● **Problem requirements**: Copy every line below precisely, leaving nothing out.
Data START
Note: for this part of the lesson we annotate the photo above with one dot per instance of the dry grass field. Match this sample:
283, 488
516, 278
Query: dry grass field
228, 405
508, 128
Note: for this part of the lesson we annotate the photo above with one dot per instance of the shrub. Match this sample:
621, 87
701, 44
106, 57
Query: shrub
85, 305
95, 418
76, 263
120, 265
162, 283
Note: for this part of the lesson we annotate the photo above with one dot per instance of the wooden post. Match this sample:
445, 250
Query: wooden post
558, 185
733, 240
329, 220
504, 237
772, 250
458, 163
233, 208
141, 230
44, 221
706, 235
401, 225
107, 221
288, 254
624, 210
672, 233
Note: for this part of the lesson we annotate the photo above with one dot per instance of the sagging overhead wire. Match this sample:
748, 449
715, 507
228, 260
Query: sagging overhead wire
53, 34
Data END
● **Response area**:
Note: for this part of the lesson we annotate the photo above with one dot per instance of the dry grass field. Match this sample:
283, 488
516, 278
Query: dry grass field
228, 405
508, 128
Note: for this part of the lesson we annotate the photo above with one dot per instance of the shrub. Match this sample:
621, 87
701, 44
106, 57
Query: shrub
85, 305
95, 418
76, 263
120, 265
162, 283
Note: for this part of the lesson we annotate the photo above with one dot per instance of the wooden post. Match this sample:
445, 250
Query: wooden post
558, 185
733, 240
329, 220
504, 237
772, 250
458, 163
233, 208
141, 230
44, 221
706, 235
401, 225
107, 221
288, 254
624, 210
672, 233
Note: for this part of the lesson we annotate the photo above with one dot per instance of the sagging overhead wire. Match this sample:
748, 449
715, 507
228, 260
Query: sagging overhead wire
53, 34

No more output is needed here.